EXCERPTED TEXT –

Therefore, the polyamide (PA) disclosed herein is preferably prepared from bio-based 1,9-nonanediamine (C9) and/or 1,10-decanediamine (C10). This makes it possible to obtain a polyamide (PA) with a high bio-content. The high bio-content of PA comes primarily from the C9 and/or C10 diamines.

According to one embodiment, the polyamide (PA) disclosed herein is prepared from bio-based 1,9-nonanediamine (C9) and/or 1,10-decanediamine (C10) exhibiting a bio-content of at least 99.0%, preferably at least 99.5%, preferably at least 99.9%, where the bio-content is expressed as the percentage of organic carbon of renewable origin, as measured in accordance with ASTM D6866-22.

However, it is also possible to increase the biocontent by using biobased terephthalic acid. Biobased terephthalic acid can be prepared from biobased furfural, as disclosed, for example, in Tachibana, Y., Kimura, S. & Kasuya, K.-i. "Synthesis and Verification of Biobased Terephthalic Acid from Furfural" Sci. Rep. 5, 8249; DOI: 10.1038/srep08249 (2015). In that case, the biocontent of the polyamide (PA) defined above can be at least 65.0%.

Thermal Properties of Polyamides (PA) As mentioned above, the polyamides (PA) of the present invention have surprisingly been found to exhibit a combination of thermal properties. Any of the thermal properties disclosed below can be used to characterize the polyamides of the present invention.

1) Melting point (Tm)
The polyamide (PA) exhibits a Tm strictly below 300°C (<300°C), preferably not higher than 296.0°C (≦296.0°C), preferably not higher than 295.0°C (≦296.0°C), preferably strictly below 290°C (<290°C).

Tm is preferably 280°C or less (≦280°C).

The Tm may be 270°C or lower (≦270°C).

The Tm is generally at least 250°C, or preferably at least 260°C.

The Tm can be between 250°C and 280°C or between 260.0°C and 280.0°C.

Tm may be measured by differential scanning calorimetry ("DSC") in accordance with ASTM D3418, specifically using a heating and cooling rate of 20°C/min.

Tm can be measured more specifically as described in the Experimental Section. In practice, Tm can be measured by differential scanning calorimetry ("DSC") according to ASTM D3418 using a heating and cooling rate of 20°C/min. Three scans were used for each DSC test: a first heat to 350°C, followed by a first cool to 0°C, followed by a second heat to 360°C. Tg was determined from the second heat.

2) Glass transition temperature (Tg)
The polyamide (PA) exhibits a Tg of at least 140°C, preferably at least 145°C.

Polyamides (PA) generally exhibit a Tg of at most 200°C, or at most 180°C, or at most 160°C.

More specifically, the Tg may be 145°C to 180°C or 145°C to 160°C.

DATA PROVIDED –

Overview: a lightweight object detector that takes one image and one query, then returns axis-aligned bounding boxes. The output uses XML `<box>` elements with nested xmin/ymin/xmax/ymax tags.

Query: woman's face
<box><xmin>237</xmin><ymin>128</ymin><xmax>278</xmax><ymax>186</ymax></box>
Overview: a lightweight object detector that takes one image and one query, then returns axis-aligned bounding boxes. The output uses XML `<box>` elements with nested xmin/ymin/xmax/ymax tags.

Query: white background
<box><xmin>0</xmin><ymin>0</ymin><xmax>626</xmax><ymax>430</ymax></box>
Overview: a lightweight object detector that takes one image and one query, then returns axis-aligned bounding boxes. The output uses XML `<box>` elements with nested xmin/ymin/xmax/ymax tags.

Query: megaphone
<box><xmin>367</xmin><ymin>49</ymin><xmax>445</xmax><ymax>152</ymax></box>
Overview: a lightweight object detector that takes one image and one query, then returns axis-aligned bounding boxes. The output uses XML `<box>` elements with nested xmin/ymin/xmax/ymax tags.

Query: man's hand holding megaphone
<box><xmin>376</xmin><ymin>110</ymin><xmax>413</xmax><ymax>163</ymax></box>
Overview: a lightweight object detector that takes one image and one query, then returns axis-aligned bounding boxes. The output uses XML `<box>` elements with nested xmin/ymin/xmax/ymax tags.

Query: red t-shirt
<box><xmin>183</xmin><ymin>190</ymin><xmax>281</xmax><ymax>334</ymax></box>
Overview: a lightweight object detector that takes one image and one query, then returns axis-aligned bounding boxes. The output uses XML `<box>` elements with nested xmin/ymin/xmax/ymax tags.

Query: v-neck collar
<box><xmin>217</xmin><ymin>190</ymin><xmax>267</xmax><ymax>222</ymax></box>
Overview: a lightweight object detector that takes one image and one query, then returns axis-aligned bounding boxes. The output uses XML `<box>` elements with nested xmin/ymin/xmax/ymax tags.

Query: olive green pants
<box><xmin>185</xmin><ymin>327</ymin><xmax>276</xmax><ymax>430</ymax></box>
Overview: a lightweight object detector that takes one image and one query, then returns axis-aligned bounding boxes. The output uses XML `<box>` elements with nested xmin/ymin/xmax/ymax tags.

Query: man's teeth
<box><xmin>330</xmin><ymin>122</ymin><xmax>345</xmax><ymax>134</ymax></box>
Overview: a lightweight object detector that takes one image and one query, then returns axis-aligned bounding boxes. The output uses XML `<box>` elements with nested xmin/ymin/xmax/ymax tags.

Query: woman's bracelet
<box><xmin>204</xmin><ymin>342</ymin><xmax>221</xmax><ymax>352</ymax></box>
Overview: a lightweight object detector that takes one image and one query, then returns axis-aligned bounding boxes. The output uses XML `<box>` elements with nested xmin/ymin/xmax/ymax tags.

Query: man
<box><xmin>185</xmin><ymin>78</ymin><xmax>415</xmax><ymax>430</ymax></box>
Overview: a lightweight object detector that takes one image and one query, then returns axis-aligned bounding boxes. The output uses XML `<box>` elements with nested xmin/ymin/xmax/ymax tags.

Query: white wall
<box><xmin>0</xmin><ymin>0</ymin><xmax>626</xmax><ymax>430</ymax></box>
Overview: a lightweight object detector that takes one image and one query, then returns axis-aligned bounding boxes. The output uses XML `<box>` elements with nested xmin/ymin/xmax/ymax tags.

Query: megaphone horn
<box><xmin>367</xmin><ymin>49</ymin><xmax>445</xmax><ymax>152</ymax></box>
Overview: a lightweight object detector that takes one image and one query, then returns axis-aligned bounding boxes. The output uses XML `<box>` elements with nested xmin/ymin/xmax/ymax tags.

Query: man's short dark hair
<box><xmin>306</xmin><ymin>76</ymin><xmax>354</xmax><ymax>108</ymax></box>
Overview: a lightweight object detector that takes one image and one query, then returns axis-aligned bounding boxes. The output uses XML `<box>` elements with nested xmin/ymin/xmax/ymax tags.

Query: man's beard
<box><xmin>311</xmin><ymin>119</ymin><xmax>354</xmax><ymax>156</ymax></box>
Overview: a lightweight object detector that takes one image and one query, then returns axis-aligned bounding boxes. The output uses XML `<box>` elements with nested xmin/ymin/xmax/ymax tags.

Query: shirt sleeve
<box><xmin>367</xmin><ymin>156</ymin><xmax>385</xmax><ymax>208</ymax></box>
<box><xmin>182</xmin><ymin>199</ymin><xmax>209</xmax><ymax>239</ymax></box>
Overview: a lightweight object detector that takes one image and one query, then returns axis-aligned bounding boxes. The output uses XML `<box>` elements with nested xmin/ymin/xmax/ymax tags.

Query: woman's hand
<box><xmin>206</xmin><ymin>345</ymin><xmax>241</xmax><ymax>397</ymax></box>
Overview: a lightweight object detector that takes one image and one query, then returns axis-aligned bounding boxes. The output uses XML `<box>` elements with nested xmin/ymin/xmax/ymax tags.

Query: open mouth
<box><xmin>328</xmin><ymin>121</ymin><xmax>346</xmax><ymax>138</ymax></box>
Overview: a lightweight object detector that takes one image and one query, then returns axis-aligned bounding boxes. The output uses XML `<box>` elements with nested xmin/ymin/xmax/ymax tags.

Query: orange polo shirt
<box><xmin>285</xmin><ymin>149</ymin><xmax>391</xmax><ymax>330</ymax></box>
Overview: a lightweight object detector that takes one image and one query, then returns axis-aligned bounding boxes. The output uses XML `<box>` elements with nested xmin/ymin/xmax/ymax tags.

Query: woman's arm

GIVEN EXERCISE – Extend the polyamide excerpt past its final sentence, keeping its technical style. The records have no connection to the text on bio-based polyamides.

WRITTEN ANSWER –
Tg can be measured by differential scanning calorimetry ("DSC") in accordance with ASTM D3418, specifically using a heating and cooling rate of 20°C/min.

Tg can be measured more specifically as described in the Experimental Section. In practice, Tg can be measured by differential scanning calorimetry ("DSC") according to ASTM D3418 using a heating and cooling rate of 20°C/min. Three scans were used for each DSC test: a first heat to 350°C, followed by a first cool to 0°C, followed by a second heat to 360°C. Tg was determined from the second heat.

According to a preferred embodiment, the polyamide (PA) exhibits a difference (Tm-Tg) of less than 130°C, preferably less than 125°C.

3) Crystallization temperature (Tc)
Polyamide (PA) exhibits a Tc of 225°C or less, preferably 220°C or less.

The Tm is generally at least 170°C or at least 190°C.

Tc can be between 170°C and 225°C.

Tc is measured by differential scanning calorimetry ("DSC") in accordance with ASTM D3418, specifically using a heating and cooling rate of 20°C/min.

Tc may be measured by differential scanning calorimetry ("DSC") according to ASTM D3418 using a heating and cooling rate of 20°C/min. Three scans are used for each DSC test: a first heat to 350°C, followed by a first cool to 0°C, followed by a second heat to 360°C. Tc is determined from the first cool.

A lower Tc helps minimize warpage and stress in the resin, so the lower the Tc, the better the preparation of thermoplastic composites. The polyamide (PA) of the present invention preferably exhibits a difference (Tm-Tc) of at least 50.0°C, preferably at least 55.0°C, and preferably at least 60.0°C. (Tm-Tc) can be from 50.0 to 85.0°C.

4) Heat of fusion (Hm)
Polyamide (PA) is semi-crystalline.

The polyamide (PA) exhibits an Hm of at least 15.0 J/g, preferably at least 20.0 J/g, preferably at least 25.0 J/g, preferably at least 27.0 J/g.

Hm can be up to 40.0 J/g or up to 39.0 J/g.

Hm is preferably 15.0 to 40.0 J/g, preferably 15.0 to 40.0 J/g (this latter value is excluded).

Hm can be measured by differential scanning calorimetry ("DSC") in accordance with ASTM D3418, specifically using heating and cooling rates of 20°C/min.

More specifically, Hm can be measured as described in the Experimental Section. In practice, Hm can be measured by differential scanning calorimetry ("DSC") according to ASTM D3418 using a heating and cooling rate of 20°C/min. Three scans were used for each DSC test: a first heating to 350°C, followed by a first cooling to 0°C, followed by a second heating to 360°C.

Hm can be measured as described in the experimental section.

Methods for Preparing Polyamides (PA) The polyamides (PA) described herein can be prepared by any conventional method compatible with the synthesis of polyamides and polyphthalamides.

Polyamide (PA) is prepared by polycondensation.

Polyamide (PA) can be prepared by heating a reaction mixture (RM) containing all of the monomers that make up polyamide (PA) [e.g., 1,6-hexanediamine, D1 and D2, terephthalic acid, and optionally DI] in the presence of, preferably, less than 60% by weight, preferentially less than 30% by weight, less than 20% by weight, or less than 10% by weight of water, and preferentially without the addition of water. This proportion is based on the total weight of the reaction mixture (RM).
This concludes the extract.